Given records START
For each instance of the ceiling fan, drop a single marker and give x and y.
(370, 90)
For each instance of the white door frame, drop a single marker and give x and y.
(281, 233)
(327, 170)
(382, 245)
Given records END
(Work order) Repeat all the records without altering a single word.

(Your response)
For each instance of the ceiling fan, drop a single marker and give x and y.
(370, 90)
For each instance of the white door frame, drop a single marker and give x and y.
(281, 233)
(327, 170)
(382, 245)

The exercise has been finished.